Dataset content:
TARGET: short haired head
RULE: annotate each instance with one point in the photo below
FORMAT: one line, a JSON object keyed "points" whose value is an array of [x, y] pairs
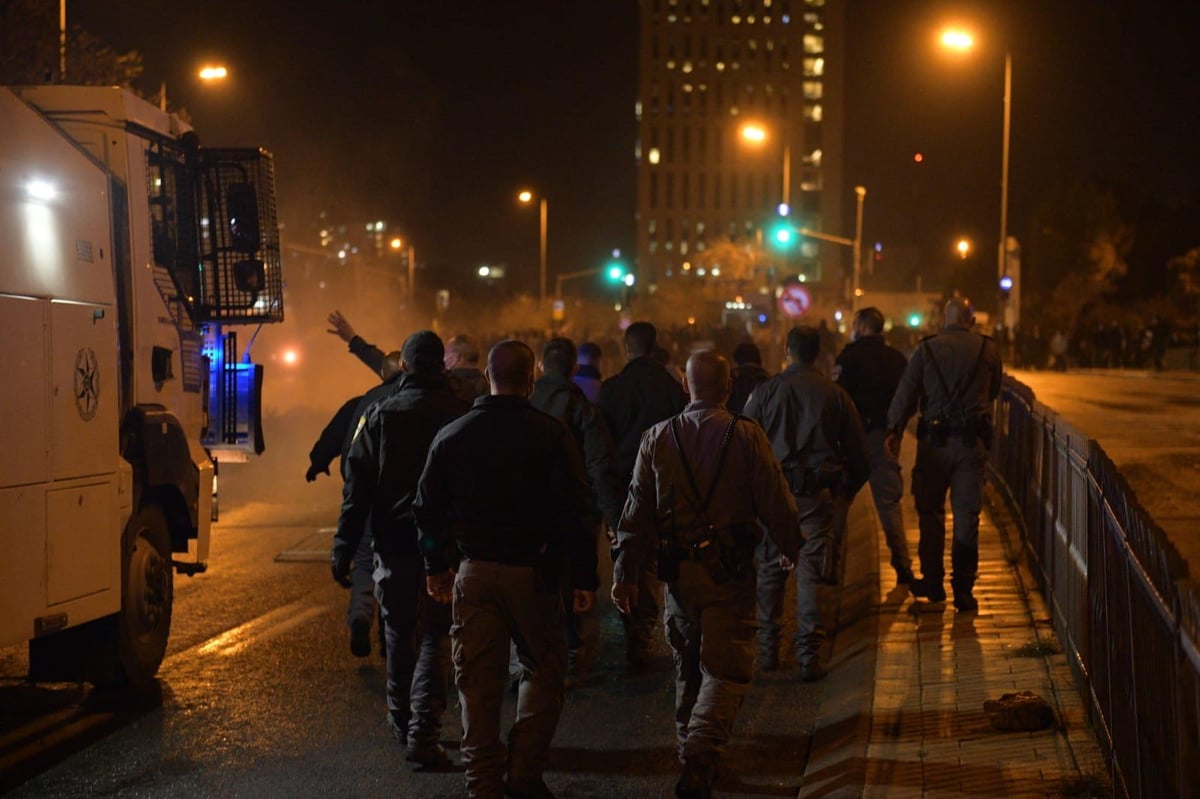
{"points": [[465, 348], [803, 343], [423, 353], [558, 356], [393, 364], [959, 312], [869, 322], [747, 353], [708, 376], [510, 367], [640, 338], [589, 353]]}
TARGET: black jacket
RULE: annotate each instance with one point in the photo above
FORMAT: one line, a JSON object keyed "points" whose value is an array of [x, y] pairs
{"points": [[869, 370], [335, 438], [505, 484], [565, 401], [385, 461], [640, 396]]}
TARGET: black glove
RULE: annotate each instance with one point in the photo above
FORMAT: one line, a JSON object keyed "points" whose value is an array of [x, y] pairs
{"points": [[340, 563]]}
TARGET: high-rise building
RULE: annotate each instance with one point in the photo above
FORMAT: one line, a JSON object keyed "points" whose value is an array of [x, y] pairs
{"points": [[739, 110]]}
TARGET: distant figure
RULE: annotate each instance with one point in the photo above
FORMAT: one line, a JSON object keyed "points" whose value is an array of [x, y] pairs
{"points": [[588, 376], [462, 364], [748, 373], [663, 355], [558, 396], [640, 396]]}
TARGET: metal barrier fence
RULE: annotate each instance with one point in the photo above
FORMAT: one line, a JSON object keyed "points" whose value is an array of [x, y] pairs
{"points": [[1122, 601]]}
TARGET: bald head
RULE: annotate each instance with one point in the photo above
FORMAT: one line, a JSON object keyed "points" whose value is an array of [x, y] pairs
{"points": [[959, 313], [510, 367], [708, 377]]}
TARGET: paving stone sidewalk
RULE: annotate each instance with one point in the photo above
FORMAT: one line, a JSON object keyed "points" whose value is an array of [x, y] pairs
{"points": [[903, 709]]}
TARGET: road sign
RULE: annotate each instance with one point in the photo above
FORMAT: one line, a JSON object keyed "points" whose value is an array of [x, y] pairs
{"points": [[795, 300]]}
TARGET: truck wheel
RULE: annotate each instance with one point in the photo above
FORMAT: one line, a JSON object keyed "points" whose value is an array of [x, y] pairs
{"points": [[147, 595]]}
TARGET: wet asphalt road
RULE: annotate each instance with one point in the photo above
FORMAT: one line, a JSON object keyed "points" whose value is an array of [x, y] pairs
{"points": [[259, 695]]}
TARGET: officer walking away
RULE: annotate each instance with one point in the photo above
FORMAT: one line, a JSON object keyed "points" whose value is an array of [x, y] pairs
{"points": [[870, 370], [383, 466], [636, 398], [703, 482], [817, 438], [341, 428], [504, 488], [953, 377], [558, 396], [588, 376], [462, 364], [748, 373]]}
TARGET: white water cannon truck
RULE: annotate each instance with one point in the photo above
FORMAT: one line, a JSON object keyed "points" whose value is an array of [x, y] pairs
{"points": [[129, 257]]}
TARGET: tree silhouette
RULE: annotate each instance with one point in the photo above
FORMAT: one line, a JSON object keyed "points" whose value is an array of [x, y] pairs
{"points": [[29, 50]]}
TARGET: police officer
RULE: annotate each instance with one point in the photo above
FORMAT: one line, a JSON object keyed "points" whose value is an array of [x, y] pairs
{"points": [[504, 488], [556, 394], [953, 377], [870, 371], [817, 438], [635, 400], [703, 481], [382, 468]]}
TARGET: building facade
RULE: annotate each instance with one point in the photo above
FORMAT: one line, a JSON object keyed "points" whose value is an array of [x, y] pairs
{"points": [[739, 110]]}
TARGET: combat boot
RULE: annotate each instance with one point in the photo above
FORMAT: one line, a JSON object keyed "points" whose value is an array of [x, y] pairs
{"points": [[927, 588]]}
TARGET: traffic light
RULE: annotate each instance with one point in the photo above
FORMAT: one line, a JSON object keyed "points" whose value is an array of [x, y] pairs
{"points": [[1006, 287], [784, 235], [617, 272]]}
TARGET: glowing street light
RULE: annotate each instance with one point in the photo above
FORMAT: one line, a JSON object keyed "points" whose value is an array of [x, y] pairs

Short exercise:
Transcribe exactly the line containing "TARGET: building facade" and all remaining lines of the material, ending with the last one.

Full solution:
TARGET: building facade
RULE: annotate each instance with one point in the photo above
FORMAT: one line, a JSON object keyed "points" whose value is an array of [x, y] pairs
{"points": [[739, 110]]}
TARGET: combat boot
RULE: annotate each instance with one point in the photo above
FORMAT: one line, a JSON object keyed "points" whose value is an array of [x, y] pairs
{"points": [[927, 588]]}
TARGET: traffic light
RULE: annotate each instance with one point in the photo above
FORMAT: one line, a JSON object keyed "points" whose value is an array of [x, y] pairs
{"points": [[1006, 287], [784, 235], [617, 272]]}
TARGET: glowing street light
RULE: annotate each instance with one point in the photo above
FORMAT: one line, a JSON object keyed "points" whose value is an array of [x, y] pairs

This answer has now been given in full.